• EXERCISES TO COMPLETE:
1 > Can you repeat the Dragonfly V2 text word for word, from start to finish?
2 > Could you rewrite all the records with every "matching object" changed to "matching item" and everything else left as it is, omitting the pictures?

Once the node passes through the high winds in the upper atmosphere and reaches air where lift can be achieved, the wings deploy. The wings are stowed in the fuselage for aerodynamic purposes in the dive but fold outwards for the glide. There are no control surfaces on the wings, and the node is entirely controlled using the tail control surfaces.
To release the node from the gondola, four linear actuators retract when a signal is received from the gondola. This system is currently very heavy and complicated, and will be redsigned for the ICE-DRAGON campaign.
The entire airframe of the Dragonfly V2 is composite-based. Composites were chosen for their superior structural qualities, ease of use in prototyping, and low weight. Composites used include carbon fiber rods, fiberglass reinforced foam, and carbon fiber reinforced onyx.
An on-board raspberry pi performs an algorithm for waypoint selections, deployment armings, and dive-glide phase transitions. In the image to the left, the waypoint planning algorithm recognizes routes A, C, and F as feasible as they each reach the target destination. Route F is ultimately selected due to its increased time efficiency.

• TASK MATERIAL:
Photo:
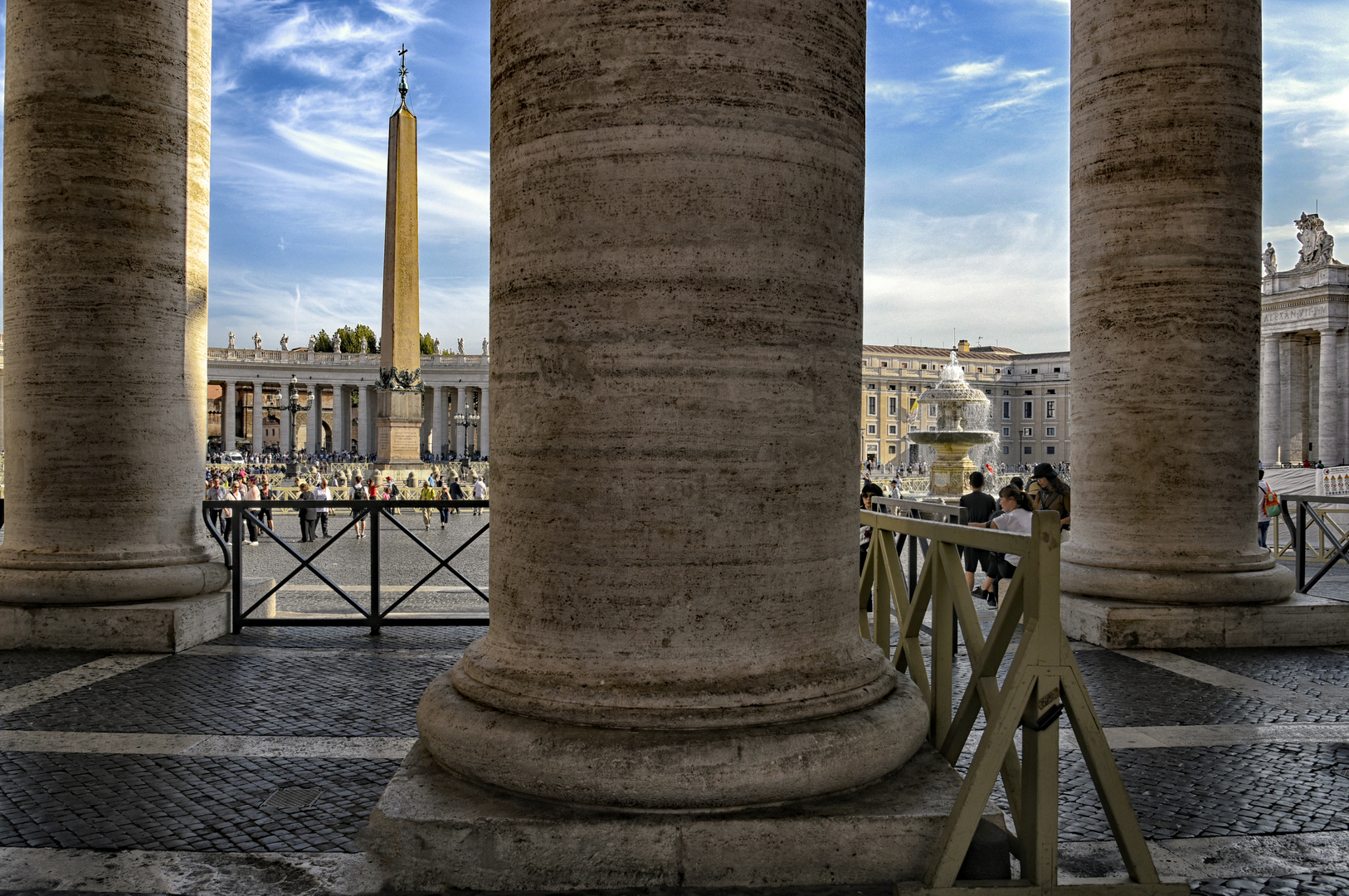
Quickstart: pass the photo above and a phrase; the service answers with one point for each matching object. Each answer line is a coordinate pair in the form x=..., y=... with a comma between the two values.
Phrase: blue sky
x=967, y=223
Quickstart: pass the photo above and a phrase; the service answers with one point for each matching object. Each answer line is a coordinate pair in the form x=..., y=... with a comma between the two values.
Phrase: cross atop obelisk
x=398, y=413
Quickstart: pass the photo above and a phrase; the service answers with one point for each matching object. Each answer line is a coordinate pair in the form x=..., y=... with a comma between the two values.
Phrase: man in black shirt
x=981, y=506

• EXERCISE RESPONSES:
1 >
Once the node passes through the high winds in the upper atmosphere and reaches air where lift can be achieved, the wings deploy. The wings are stowed in the fuselage for aerodynamic purposes in the dive but fold outwards for the glide. There are no control surfaces on the wings, and the node is entirely controlled using the tail control surfaces.
To release the node from the gondola, four linear actuators retract when a signal is received from the gondola. This system is currently very heavy and complicated, and will be redsigned for the ICE-DRAGON campaign.
The entire airframe of the Dragonfly V2 is composite-based. Composites were chosen for their superior structural qualities, ease of use in prototyping, and low weight. Composites used include carbon fiber rods, fiberglass reinforced foam, and carbon fiber reinforced onyx.
An on-board raspberry pi performs an algorithm for waypoint selections, deployment armings, and dive-glide phase transitions. In the image to the left, the waypoint planning algorithm recognizes routes A, C, and F as feasible as they each reach the target destination. Route F is ultimately selected due to its increased time efficiency.

2 >
Photo:
Quickstart: pass the photo above and a phrase; the service answers with one point for each matching item. Each answer line is a coordinate pair in the form x=..., y=... with a comma between the two values.
Phrase: blue sky
x=967, y=223
Quickstart: pass the photo above and a phrase; the service answers with one point for each matching item. Each answer line is a coordinate pair in the form x=..., y=... with a comma between the two values.
Phrase: cross atop obelisk
x=398, y=413
Quickstart: pass the photo above and a phrase; the service answers with one point for each matching item. Each answer line is a coordinate pair in the form x=..., y=... with a comma between the two values.
Phrase: man in black shirt
x=981, y=506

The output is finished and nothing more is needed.